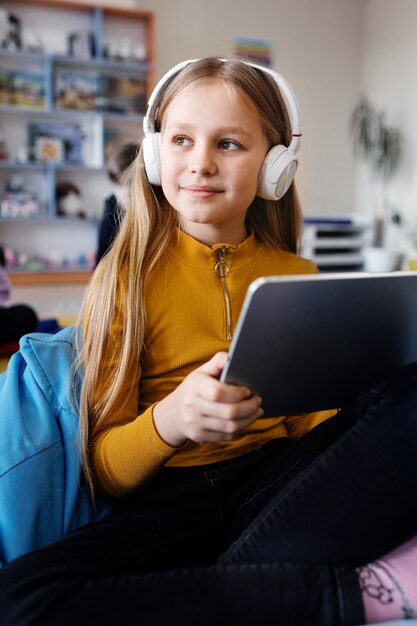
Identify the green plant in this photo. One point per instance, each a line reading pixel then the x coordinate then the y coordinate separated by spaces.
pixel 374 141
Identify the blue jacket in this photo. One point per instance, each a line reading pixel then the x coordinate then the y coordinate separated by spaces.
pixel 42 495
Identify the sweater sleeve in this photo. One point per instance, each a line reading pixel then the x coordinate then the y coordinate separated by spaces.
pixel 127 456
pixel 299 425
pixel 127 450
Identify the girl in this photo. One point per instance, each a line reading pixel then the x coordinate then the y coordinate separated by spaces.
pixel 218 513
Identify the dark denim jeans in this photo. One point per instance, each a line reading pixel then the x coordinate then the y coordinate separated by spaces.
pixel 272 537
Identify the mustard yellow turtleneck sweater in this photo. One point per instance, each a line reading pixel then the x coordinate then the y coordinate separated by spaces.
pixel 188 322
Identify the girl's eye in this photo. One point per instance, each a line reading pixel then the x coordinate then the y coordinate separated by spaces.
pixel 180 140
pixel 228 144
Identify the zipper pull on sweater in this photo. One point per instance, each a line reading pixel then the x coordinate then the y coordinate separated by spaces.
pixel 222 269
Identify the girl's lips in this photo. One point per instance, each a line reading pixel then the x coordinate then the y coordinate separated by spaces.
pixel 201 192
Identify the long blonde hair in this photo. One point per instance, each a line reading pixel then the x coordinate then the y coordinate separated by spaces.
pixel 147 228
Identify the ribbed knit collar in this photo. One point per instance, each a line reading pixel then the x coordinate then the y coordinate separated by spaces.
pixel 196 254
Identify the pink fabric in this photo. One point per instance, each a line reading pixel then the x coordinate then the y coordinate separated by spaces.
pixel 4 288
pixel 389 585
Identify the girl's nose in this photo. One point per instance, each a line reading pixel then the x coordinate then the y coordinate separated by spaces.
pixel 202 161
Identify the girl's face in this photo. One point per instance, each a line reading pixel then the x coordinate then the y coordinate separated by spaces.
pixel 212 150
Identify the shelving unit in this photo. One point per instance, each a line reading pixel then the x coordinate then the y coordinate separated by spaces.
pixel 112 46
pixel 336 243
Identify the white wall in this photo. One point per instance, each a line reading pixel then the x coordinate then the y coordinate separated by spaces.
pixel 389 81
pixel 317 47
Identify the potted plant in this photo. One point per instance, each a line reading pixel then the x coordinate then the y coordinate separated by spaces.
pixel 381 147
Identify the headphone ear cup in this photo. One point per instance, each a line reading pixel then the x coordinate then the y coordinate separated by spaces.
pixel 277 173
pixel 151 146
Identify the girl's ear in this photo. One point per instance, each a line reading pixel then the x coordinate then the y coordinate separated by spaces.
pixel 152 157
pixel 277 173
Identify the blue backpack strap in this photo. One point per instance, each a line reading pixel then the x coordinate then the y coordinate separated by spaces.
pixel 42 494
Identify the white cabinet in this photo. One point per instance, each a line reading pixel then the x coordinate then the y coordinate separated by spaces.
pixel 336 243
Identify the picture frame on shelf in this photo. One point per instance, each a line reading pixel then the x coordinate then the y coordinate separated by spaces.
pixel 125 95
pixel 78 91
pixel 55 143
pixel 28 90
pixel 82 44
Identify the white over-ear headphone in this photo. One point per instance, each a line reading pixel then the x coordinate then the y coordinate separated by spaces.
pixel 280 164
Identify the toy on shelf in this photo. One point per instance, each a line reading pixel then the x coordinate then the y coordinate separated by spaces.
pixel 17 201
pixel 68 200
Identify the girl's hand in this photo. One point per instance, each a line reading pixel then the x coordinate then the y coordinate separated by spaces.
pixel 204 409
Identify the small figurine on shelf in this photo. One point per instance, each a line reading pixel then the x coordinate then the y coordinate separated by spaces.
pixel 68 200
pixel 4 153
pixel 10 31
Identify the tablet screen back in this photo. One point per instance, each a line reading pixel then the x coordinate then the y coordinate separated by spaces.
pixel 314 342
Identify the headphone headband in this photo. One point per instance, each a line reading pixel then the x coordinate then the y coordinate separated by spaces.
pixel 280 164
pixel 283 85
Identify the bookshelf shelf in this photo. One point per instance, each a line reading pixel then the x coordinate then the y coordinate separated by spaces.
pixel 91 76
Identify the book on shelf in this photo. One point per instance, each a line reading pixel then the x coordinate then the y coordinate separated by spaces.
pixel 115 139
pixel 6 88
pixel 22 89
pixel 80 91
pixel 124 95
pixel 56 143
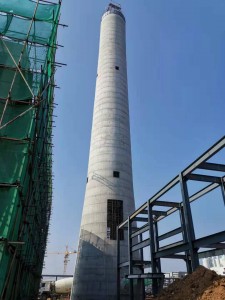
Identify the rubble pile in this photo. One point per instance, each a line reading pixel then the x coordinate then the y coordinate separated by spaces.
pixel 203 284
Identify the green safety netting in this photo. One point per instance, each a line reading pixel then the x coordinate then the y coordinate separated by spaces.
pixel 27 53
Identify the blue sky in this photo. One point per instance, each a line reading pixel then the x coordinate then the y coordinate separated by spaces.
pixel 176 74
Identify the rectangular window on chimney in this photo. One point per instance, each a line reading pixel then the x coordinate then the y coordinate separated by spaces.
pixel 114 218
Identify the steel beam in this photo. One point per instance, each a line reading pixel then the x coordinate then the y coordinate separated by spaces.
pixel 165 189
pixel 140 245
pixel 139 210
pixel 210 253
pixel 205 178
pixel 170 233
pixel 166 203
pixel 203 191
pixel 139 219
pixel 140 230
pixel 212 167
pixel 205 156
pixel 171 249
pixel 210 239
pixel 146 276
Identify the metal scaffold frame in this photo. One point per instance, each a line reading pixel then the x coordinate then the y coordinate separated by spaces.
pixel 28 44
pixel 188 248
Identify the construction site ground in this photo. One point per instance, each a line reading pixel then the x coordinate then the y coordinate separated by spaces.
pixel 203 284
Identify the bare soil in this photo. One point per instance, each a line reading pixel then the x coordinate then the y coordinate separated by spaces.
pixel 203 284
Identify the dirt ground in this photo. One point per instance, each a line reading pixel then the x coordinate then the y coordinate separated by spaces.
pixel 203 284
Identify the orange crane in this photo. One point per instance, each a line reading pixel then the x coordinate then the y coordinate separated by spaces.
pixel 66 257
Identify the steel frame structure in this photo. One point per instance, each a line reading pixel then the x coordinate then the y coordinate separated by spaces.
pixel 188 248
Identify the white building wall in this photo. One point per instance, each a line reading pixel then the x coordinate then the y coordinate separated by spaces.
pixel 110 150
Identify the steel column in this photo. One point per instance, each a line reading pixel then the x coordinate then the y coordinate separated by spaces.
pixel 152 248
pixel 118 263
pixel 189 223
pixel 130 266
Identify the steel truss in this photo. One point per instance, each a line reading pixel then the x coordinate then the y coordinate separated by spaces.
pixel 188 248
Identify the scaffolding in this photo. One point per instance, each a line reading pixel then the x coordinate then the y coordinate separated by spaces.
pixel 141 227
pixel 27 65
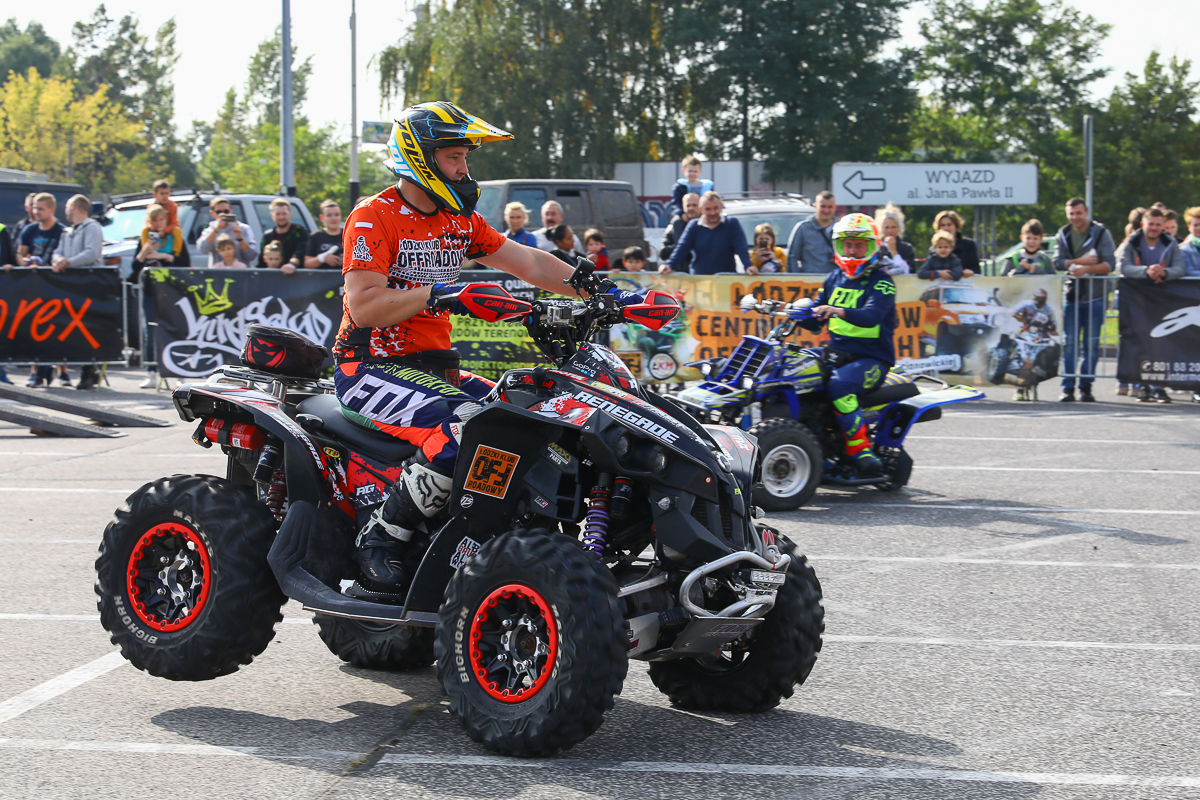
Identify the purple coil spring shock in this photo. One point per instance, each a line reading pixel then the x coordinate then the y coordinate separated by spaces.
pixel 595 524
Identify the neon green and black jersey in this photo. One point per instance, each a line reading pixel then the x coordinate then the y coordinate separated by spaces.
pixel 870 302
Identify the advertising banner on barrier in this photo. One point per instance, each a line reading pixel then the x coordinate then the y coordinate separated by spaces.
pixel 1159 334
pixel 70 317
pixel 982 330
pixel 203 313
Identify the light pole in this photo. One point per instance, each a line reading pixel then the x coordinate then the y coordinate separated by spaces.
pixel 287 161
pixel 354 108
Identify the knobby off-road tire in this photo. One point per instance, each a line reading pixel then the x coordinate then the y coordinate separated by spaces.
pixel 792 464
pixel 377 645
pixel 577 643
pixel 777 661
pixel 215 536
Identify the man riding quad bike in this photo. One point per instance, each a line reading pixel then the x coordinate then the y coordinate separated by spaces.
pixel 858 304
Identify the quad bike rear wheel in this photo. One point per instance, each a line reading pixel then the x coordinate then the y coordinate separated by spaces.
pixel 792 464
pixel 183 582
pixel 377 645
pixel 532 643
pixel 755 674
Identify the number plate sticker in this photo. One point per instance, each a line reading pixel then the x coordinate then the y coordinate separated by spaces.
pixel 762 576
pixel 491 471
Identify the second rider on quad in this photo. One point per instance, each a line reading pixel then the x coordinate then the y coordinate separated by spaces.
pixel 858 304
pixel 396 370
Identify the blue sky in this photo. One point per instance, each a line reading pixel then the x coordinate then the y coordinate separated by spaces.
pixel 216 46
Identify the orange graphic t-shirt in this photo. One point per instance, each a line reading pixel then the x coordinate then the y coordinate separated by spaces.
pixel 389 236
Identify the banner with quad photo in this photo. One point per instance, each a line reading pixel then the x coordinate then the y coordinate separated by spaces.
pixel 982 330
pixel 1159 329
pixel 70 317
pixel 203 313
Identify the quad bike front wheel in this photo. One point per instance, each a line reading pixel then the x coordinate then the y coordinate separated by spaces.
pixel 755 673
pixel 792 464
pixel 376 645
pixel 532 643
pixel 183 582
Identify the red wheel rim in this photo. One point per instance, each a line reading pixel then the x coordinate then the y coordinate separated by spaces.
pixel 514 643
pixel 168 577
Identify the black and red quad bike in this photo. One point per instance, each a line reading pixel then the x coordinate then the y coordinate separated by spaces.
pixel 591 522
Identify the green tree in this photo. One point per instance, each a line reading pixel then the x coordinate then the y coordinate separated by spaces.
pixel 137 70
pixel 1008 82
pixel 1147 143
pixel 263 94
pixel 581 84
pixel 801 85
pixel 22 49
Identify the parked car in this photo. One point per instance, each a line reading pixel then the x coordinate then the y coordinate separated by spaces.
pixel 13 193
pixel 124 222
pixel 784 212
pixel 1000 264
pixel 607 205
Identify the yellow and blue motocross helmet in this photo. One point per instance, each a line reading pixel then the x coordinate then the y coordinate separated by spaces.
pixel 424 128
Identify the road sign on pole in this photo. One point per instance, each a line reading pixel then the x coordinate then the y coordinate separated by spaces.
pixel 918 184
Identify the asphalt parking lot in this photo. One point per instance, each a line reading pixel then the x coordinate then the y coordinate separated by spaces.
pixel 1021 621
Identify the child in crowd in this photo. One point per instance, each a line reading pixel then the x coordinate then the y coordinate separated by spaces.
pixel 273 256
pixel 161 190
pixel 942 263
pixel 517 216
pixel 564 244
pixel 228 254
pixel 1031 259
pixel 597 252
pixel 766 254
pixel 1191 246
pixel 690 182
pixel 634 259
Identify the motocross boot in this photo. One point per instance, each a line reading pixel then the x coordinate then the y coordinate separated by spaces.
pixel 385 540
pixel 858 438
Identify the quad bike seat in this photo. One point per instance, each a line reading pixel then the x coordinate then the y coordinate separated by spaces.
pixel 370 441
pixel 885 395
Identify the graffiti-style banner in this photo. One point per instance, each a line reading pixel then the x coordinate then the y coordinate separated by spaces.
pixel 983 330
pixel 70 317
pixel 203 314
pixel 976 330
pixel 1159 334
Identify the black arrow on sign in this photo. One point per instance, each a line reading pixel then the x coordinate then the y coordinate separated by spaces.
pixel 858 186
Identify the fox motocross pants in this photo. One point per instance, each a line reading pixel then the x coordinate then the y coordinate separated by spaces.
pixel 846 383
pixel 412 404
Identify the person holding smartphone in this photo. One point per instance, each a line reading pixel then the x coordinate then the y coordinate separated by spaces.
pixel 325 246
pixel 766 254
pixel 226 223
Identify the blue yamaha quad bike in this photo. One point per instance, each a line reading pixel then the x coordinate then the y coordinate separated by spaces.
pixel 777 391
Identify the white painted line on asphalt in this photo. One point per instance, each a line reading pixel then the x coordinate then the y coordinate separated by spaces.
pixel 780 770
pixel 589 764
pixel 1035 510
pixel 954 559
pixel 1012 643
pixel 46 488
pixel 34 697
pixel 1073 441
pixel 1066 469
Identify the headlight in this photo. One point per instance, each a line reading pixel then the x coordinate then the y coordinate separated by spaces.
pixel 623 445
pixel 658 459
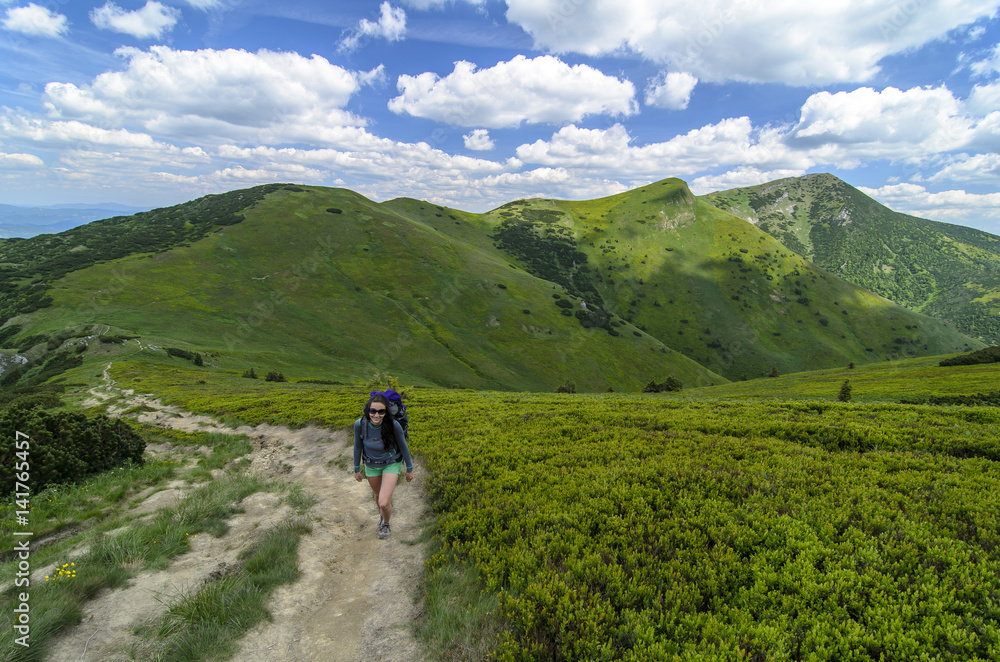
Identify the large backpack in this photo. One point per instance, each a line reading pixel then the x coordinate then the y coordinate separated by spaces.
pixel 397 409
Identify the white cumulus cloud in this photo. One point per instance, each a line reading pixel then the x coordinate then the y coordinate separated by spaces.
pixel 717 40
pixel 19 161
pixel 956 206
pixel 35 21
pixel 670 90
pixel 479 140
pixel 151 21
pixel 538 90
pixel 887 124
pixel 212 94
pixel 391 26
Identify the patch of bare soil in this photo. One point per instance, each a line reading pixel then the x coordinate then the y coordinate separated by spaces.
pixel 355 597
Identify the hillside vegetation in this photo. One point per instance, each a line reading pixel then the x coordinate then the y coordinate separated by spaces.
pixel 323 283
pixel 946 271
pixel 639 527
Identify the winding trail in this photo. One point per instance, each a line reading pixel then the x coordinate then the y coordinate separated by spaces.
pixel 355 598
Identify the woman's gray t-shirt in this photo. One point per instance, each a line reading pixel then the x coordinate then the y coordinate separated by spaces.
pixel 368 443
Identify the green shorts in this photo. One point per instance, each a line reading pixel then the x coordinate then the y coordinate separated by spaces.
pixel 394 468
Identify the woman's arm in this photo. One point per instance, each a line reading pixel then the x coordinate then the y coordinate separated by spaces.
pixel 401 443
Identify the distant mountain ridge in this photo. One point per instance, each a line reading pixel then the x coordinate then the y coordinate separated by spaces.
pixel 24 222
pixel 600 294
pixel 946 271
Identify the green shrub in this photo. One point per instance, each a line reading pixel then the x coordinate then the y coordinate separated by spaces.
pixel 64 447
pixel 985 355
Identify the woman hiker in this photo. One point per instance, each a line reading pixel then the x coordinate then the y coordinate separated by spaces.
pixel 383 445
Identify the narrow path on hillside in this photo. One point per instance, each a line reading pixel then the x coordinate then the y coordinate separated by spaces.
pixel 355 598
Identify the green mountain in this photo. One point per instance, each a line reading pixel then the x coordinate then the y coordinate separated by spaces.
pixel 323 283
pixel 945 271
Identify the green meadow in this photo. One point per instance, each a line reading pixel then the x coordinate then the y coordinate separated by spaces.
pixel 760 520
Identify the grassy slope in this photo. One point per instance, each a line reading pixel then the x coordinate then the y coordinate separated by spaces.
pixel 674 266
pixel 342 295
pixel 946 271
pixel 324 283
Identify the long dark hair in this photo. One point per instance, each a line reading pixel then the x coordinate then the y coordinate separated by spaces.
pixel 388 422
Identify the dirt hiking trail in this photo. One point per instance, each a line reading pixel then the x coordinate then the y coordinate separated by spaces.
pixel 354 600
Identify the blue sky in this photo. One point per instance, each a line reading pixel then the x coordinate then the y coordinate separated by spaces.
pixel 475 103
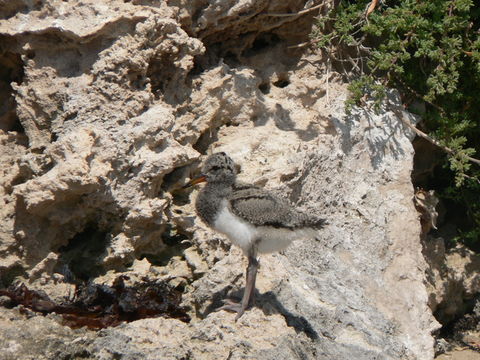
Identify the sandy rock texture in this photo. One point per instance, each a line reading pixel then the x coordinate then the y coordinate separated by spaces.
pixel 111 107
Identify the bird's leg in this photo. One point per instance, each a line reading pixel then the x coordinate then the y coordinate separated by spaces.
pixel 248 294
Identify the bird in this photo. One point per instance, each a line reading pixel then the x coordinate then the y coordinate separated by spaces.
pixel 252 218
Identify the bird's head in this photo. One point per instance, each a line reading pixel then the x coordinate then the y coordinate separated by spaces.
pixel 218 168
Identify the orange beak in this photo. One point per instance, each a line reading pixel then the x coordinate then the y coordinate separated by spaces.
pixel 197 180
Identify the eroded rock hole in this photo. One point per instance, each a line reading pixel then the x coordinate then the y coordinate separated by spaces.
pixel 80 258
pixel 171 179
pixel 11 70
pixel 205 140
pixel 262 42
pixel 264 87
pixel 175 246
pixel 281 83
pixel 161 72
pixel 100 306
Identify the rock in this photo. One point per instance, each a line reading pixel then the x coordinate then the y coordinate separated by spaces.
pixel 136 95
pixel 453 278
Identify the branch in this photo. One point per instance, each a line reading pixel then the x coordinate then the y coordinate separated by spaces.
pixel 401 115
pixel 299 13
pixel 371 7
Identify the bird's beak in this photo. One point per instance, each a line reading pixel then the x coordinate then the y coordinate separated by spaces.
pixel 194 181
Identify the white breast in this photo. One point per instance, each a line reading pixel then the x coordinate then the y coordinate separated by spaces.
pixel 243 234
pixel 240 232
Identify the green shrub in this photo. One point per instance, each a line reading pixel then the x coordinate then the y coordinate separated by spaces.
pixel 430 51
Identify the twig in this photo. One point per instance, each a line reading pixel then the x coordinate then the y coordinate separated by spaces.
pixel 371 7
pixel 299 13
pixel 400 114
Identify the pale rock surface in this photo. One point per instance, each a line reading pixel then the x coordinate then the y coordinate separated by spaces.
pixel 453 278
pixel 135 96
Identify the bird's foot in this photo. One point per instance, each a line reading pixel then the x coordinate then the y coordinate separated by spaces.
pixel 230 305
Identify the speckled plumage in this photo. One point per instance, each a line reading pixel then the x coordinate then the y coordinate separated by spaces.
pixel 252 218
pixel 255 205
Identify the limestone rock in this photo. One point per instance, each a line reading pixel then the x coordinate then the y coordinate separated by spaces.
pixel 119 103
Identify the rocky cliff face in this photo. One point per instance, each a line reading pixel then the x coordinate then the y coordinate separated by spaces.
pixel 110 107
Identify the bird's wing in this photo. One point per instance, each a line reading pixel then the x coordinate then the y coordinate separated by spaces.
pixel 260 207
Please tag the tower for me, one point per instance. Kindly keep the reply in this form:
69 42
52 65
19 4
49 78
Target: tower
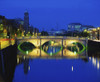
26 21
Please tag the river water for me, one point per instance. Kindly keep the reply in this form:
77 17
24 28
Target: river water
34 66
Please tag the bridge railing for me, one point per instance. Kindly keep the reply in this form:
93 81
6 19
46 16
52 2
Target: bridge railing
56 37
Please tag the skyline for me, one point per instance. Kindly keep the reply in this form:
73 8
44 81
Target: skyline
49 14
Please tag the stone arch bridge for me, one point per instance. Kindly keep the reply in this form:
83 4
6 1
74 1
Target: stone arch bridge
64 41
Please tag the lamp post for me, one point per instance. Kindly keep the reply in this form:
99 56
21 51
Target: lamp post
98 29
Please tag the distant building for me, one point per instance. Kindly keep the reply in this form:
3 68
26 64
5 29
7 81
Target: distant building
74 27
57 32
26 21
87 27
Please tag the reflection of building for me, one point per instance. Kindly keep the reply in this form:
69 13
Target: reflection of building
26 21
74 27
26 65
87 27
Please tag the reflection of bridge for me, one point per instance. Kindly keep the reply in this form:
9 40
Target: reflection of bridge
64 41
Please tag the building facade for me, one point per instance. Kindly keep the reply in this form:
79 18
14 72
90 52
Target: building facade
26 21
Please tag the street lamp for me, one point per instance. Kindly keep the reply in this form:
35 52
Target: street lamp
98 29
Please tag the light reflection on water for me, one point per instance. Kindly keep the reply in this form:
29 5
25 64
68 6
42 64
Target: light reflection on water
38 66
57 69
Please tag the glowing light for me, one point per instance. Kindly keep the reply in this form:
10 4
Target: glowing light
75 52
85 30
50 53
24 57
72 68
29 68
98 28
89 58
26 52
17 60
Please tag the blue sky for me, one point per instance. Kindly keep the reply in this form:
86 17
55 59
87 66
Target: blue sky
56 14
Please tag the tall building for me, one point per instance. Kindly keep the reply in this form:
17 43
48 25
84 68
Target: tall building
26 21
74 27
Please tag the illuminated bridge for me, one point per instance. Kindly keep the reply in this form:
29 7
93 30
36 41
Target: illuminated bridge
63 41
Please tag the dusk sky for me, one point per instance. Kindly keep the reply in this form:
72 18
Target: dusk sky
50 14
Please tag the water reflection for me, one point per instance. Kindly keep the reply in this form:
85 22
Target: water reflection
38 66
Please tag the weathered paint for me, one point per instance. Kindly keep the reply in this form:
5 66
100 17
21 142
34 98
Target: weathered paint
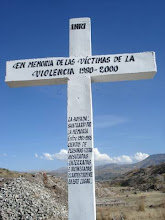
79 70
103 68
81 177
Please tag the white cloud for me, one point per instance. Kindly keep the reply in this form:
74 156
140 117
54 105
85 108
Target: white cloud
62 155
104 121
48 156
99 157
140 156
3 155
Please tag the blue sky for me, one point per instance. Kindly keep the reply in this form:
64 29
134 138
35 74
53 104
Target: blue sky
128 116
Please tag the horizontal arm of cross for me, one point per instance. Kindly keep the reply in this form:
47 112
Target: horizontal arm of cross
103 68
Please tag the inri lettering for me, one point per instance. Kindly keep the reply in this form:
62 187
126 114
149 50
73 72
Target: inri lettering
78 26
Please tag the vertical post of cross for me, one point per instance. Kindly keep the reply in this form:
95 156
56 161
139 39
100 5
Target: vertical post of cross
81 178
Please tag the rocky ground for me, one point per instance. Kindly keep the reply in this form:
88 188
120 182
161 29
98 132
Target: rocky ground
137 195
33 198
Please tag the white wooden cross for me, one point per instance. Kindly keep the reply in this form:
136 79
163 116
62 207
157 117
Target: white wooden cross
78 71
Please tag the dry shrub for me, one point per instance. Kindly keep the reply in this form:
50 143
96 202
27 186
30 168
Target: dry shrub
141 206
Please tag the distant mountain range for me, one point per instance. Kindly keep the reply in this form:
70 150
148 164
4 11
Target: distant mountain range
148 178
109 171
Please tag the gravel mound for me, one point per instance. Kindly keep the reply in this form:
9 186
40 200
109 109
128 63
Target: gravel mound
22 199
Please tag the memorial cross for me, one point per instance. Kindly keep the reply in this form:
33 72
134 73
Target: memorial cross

= TASK BRIEF =
Repeat the records above word for word, from the line with "Identify the girl's eye" to the line with "pixel 196 254", both included.

= REPLY =
Identify the girl's eye in this photo. One point per instance, each a line reading pixel then the x coordinate then the y coordinate separated by spaces.
pixel 180 140
pixel 228 144
Identify the zipper pull on sweater in this photo. One point per instance, each a line reading pixel then the x coordinate then the y coordinate separated by spaces.
pixel 222 269
Identify the girl's lips in this photo. One point per instance, each a line reading pixel then the x coordinate then the y coordinate separated by spaces.
pixel 201 192
Identify the long blonde hair in this photo. One point per instance, each a line reading pixel then the x coordinate then the y coordinate separated by spaces.
pixel 147 228
Identify the ribbed knit collar in this photo. One point per instance, each a line reading pixel then the x coordinate then the y coordinate separated by spaces.
pixel 196 254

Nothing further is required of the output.